**What to work on**. Continue the passage on master protocols in clinical research from the point where it stops.

**Given passage**.
+--
A master protocol is an overarching study plan that simultaneously investigates multiple treatment arms, indications, or patient subgroups under a unified regulatory and operational framework. Instead of initiating a separate clinical trial for each research question—with its own application, infrastructure, and data management—the master protocol consolidates all components into a single shared platform. This concept has proven particularly efficient, especially in oncology and in the development of therapies for rare diseases.
Types of master protocols
There are three established main types, which differ in study structure and research question. Basket trials investigate a single therapy across multiple tumor entities or patient subgroups defined by the same molecular biomarker—regardless of the primary tumor. Umbrella trials evaluate multiple therapies within a single disease, with patients stratified into different treatment arms based on molecular profiles. Platform trials are the most flexible form: they allow new treatment arms to be added and ineffective arms to be dropped during the ongoing study without re-approving the entire platform. All three types share a common control group, shared biomarker testing procedures, and a central data infrastructure.
+--
Stored data entries:
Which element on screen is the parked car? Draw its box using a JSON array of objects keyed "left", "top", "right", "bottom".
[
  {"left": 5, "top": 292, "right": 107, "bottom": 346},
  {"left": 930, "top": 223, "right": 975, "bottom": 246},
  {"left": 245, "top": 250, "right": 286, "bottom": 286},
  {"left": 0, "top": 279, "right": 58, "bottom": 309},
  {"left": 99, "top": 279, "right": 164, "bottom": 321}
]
+--
**Response to this task**.
Regulatory framework
The FDA and EMA have published specific guidance for master protocols. The FDA guidance “Master Protocols: Efficient Clinical Trial Design Strategies to Expedite Development of Oncology Drugs and Biologics” (2022) describes requirements for study design, statistics, and regulatory communication. In the EU, Regulation 536/2014 governs the approval of complex study designs via CTIS, whereby each new sub-study or new treatment arm can be submitted as a Substantial Amendment without having to re-apply for the entire platform. This significantly reduces regulatory burden and accelerates activation of new arms. Close alignment with authorities through Scientific Advice or pre-submission meetings is particularly recommended for master protocols.
Bayesian methods are increasingly used in platform trials because they can leverage ongoing evidence accumulation across all arms more efficiently than classical frequentist approaches. Response-adaptive randomization enables dynamic adjustment of randomization probabilities in favor of more effective arms, which is ethically attractive but places additional requirements on blinding and the DSMB. Pre-defining and publishing the statistical analysis plan is particularly important for master protocols to avoid allegations of data dredging.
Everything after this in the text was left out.